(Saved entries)
- Opening Delimiter -

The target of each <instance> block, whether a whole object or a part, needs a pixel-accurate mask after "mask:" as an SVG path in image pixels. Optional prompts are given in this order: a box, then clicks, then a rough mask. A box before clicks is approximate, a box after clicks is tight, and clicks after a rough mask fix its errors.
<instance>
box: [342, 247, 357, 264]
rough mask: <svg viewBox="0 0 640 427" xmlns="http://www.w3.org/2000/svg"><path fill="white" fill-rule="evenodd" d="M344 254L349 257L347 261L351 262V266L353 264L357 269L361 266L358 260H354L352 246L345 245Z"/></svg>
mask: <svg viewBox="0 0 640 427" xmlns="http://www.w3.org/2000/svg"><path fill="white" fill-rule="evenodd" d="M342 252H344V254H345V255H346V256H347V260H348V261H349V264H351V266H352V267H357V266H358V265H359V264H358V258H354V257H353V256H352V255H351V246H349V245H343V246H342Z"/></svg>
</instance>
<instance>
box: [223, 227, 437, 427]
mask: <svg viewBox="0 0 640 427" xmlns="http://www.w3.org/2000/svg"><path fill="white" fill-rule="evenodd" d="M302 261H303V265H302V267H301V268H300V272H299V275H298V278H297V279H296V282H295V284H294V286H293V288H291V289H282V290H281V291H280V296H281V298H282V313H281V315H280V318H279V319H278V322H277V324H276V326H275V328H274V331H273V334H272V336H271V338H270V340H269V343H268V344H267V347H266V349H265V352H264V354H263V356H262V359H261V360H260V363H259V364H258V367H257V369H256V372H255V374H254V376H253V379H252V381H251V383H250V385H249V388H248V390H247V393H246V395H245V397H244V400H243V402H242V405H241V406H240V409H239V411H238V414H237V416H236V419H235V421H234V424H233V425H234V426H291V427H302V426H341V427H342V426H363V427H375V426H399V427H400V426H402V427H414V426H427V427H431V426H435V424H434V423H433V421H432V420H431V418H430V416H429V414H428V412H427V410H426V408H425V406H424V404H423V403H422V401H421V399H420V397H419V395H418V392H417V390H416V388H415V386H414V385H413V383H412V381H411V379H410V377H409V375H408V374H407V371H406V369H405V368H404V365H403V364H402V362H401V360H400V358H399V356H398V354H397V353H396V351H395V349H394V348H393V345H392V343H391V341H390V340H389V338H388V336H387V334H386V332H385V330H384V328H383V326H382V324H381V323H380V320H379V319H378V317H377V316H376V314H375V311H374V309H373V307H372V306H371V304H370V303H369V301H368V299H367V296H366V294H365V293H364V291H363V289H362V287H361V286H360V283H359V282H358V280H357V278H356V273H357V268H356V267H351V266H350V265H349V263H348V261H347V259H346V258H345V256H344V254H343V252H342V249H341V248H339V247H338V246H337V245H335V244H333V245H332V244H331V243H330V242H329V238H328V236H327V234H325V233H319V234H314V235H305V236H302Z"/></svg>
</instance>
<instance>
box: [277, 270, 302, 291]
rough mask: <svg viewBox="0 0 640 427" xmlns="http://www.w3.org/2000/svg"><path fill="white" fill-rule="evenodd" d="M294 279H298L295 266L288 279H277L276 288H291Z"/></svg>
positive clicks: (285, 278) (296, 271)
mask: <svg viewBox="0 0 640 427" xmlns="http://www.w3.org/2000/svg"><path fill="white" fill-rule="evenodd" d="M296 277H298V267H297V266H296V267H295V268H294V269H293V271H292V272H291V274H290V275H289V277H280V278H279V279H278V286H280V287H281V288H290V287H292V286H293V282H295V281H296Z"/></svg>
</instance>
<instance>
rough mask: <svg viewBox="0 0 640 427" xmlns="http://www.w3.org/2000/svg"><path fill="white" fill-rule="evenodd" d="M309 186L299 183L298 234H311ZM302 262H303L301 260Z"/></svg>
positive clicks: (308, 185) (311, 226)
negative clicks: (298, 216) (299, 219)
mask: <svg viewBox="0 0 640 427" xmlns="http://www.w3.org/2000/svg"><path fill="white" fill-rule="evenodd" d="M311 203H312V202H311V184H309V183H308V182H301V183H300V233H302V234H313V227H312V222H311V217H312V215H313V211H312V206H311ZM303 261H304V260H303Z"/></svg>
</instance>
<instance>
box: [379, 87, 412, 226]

- Closing Delimiter -

ABOUT THIS EXERCISE —
Set the data down again in full. Keep it exact.

TASK OUTPUT —
The target of each <instance> block, whether a whole object or a part, needs a pixel-accurate mask after "mask:" as an SVG path in image pixels. Optional prompts are given in this order: a box, then clicks, then a rough mask. A box before clicks is approximate, a box after clicks is tight, and clicks after a rough mask fix its errors.
<instance>
box: [342, 247, 357, 264]
rough mask: <svg viewBox="0 0 640 427" xmlns="http://www.w3.org/2000/svg"><path fill="white" fill-rule="evenodd" d="M344 254L349 257L347 261L351 262V266L353 264L357 269L361 266L358 260H354L352 246L345 245Z"/></svg>
mask: <svg viewBox="0 0 640 427" xmlns="http://www.w3.org/2000/svg"><path fill="white" fill-rule="evenodd" d="M342 252H344V254H345V255H346V256H347V260H348V261H349V264H351V266H352V267H357V266H358V265H359V264H358V258H354V257H353V256H352V255H351V246H349V245H343V246H342Z"/></svg>
</instance>
<instance>
box: [223, 227, 437, 427]
mask: <svg viewBox="0 0 640 427" xmlns="http://www.w3.org/2000/svg"><path fill="white" fill-rule="evenodd" d="M302 261H303V265H302V267H301V268H300V272H299V275H298V278H297V279H296V282H295V284H294V286H293V288H291V289H282V290H281V291H280V296H281V298H282V313H281V315H280V318H279V319H278V322H277V324H276V326H275V328H274V331H273V334H272V336H271V338H270V340H269V343H268V344H267V347H266V349H265V352H264V354H263V356H262V359H261V360H260V363H259V364H258V367H257V369H256V372H255V374H254V376H253V379H252V381H251V383H250V385H249V388H248V390H247V393H246V395H245V397H244V400H243V402H242V405H241V406H240V409H239V411H238V414H237V416H236V419H235V421H234V424H233V425H234V426H291V427H302V426H341V427H342V426H363V427H375V426H399V427H400V426H402V427H414V426H427V427H431V426H435V424H434V423H433V421H432V420H431V418H430V416H429V414H428V412H427V410H426V408H425V406H424V404H423V403H422V401H421V399H420V397H419V395H418V392H417V390H416V388H415V386H414V385H413V383H412V381H411V379H410V377H409V375H408V374H407V371H406V369H405V368H404V365H403V364H402V362H401V360H400V358H399V356H398V354H397V353H396V351H395V349H394V348H393V345H392V343H391V341H390V340H389V338H388V336H387V334H386V332H385V330H384V328H383V326H382V324H381V323H380V320H379V319H378V317H377V316H376V314H375V311H374V309H373V307H372V306H371V304H370V303H369V301H368V299H367V296H366V294H365V293H364V291H363V289H362V287H361V286H360V283H359V282H358V280H357V278H356V273H357V268H356V267H351V266H350V265H349V263H348V261H347V259H346V258H345V256H344V254H343V252H342V249H341V248H339V247H338V246H337V245H335V244H333V245H332V244H331V243H330V242H329V238H328V236H327V234H325V233H319V234H314V235H305V236H302Z"/></svg>
</instance>
<instance>
box: [277, 270, 302, 291]
rough mask: <svg viewBox="0 0 640 427" xmlns="http://www.w3.org/2000/svg"><path fill="white" fill-rule="evenodd" d="M294 279H298L295 266L288 279H277L276 288H291Z"/></svg>
positive clicks: (285, 278) (296, 271)
mask: <svg viewBox="0 0 640 427" xmlns="http://www.w3.org/2000/svg"><path fill="white" fill-rule="evenodd" d="M296 277H298V267H297V266H296V267H295V268H294V269H293V271H292V272H291V274H290V275H289V277H280V278H279V279H278V286H280V287H281V288H290V287H292V286H293V282H295V281H296Z"/></svg>
</instance>
<instance>
rough mask: <svg viewBox="0 0 640 427" xmlns="http://www.w3.org/2000/svg"><path fill="white" fill-rule="evenodd" d="M309 186L299 183L298 234H311ZM302 262H303L301 260Z"/></svg>
positive clicks: (308, 185) (311, 226)
negative clicks: (298, 216) (299, 219)
mask: <svg viewBox="0 0 640 427" xmlns="http://www.w3.org/2000/svg"><path fill="white" fill-rule="evenodd" d="M311 203H312V202H311V184H309V183H308V182H301V183H300V233H302V234H313V227H312V222H311V217H312V215H313V211H312V206H311ZM303 261H304V260H303Z"/></svg>
</instance>
<instance>
box: [379, 87, 412, 226]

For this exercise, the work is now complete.